Well, that all changed recently. Last week, I presented my best speech of the semester so far. I used an array of props, had some good jokes and made the class laugh, I interacted with the audience, and my delivery was perfect. Ever since that speech, I have received nothing but positive vibes from some of the girls in the class. They cheerfully say hi, they begin the conversations with me (it's about 50/50 on who initiates) and now it seems I'm getting along with everyone I talk to.

I haven't been pursuing any girls in particular lately - kinda took a break after dealing with back-to-back episodes of girl BS the past few months. With my confidence rebuilding, I am tempted to try and make use of this new-found popularity in the class. Unfortunately, this isn't the usual case of: I see one girl in class, I figure out how to make move, I attempt move, end of story. This is because:
1.) I can try this on a couple or a few girls in the class, not just one. I first need to see who I'd click the best with.

------------

WHAT YOU NEED TO DO:
**a.** Copy the stretch of the speech-class post from "I haven't been" through "the best with." word for word.
**b.** Answer these about the speech-class post:
(i) What did the writer use an array of in the speech?
(ii) According to the writer, how is starting conversations now split between the writer and the girls?
(iii) How long had the writer been dealing with back-to-back episodes of girl BS?

MATERIAL PROVIDED:
------------

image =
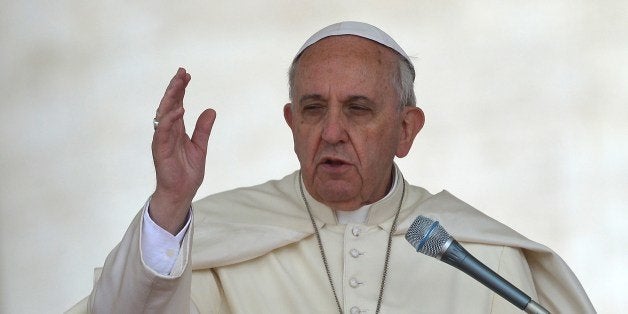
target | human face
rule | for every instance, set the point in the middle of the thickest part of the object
(346, 121)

------------

SET OF ANSWERS:
**a.**
I haven't been pursuing any girls in particular lately - kinda took a break after dealing with back-to-back episodes of girl BS the past few months. With my confidence rebuilding, I am tempted to try and make use of this new-found popularity in the class. Unfortunately, this isn't the usual case of: I see one girl in class, I figure out how to make move, I attempt move, end of story. This is because:
1.) I can try this on a couple or a few girls in the class, not just one. I first need to see who I'd click the best with.

**b.**
(i) Props.
(ii) About 50/50.
(iii) The past few months.